“The coronavirus crisis has torn the Band-Aid off the financial fragility of many Americans,” opens a recent story at PBS. With the markets down, savings already too little, and Social Security “crumbling,” far too many Americans—but especially those in their 50s and 60s—are facing rather bleak prospects for retirement.
So what is to be done? Some experts recommend Social Security reform, which includes “shoring up the Social Security Trust Fund’s finances to prevent insolvency” but also increasing payouts to those most in need. Others recommend more workplaces step up to help Americans save, through special emergency savings plans that could be accessed more easily than traditional IRAs or 401k plans.
Interesting in all of this is a new study showing that the married are far more likely to be saving for retirement than the unmarried. Plenty of research over many decades has highlighted that married couples tend to do better financially than do their unmarried peers. So it should come as no surprise that researchers are also interested in the effect that marriage has on a specific type of wealth accumulation—retirement savings, in the form of 401k contributions.

## PROBLEMS TO SOLVE
[a] Answer these questions from the passage on retirement savings:
(i) Which outlet published the story quoted in the first sentence?
(ii) Besides shoring up the Social Security Trust Fund's finances, what change to Social Security do some experts recommend?
(iii) According to the new study, which group is far more likely to be saving for retirement?
[b] Continue the passage on retirement savings from its final sentence.
The items that come next have no connection to the passage on retirement savings.

## DATASET EXCERPTS
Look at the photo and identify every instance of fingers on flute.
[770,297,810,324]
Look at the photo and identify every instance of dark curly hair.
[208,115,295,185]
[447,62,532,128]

## RESPONSES
[a]
(i) PBS
(ii) Increasing payouts to those most in need
(iii) The married

[b]
Geoffrey T. Sanzenbacher and Wenliang Hou of the Center for Retirement Research at Boston College set up their research in an even more specific context. Millennials, they point out, are tending to marry later and later. And “While the overall trend in age at first marriage is clear, its implications for a decision about whether and how much to save for retirement are less clear.” “On the one hand,” the researchers continue, “a robust literature has shown that marriage tends to kick start saving for a house as individuals combine their possessions and make plans for having kids. On the other hand, the decision to save for retirement may be different.” So they seek to assess, first, if married people do in fact contribute more to 401k accounts, and second, if later marriage significantly impacts the amount of savings accrued.
The results should not be surprising. These results “suggest that both men and women increase their 401(k) participation and contribution rates after marriage,” although men increase their contributions more so than women, because their pre-marriage contribution rates tended to be lower. Furthermore, “Conditional on participating, the contribution rate shows the opposite trend by gender. After marriage, women increase their contribution rate by an average of 0.8 percentage point compared to only 0.3 for men.”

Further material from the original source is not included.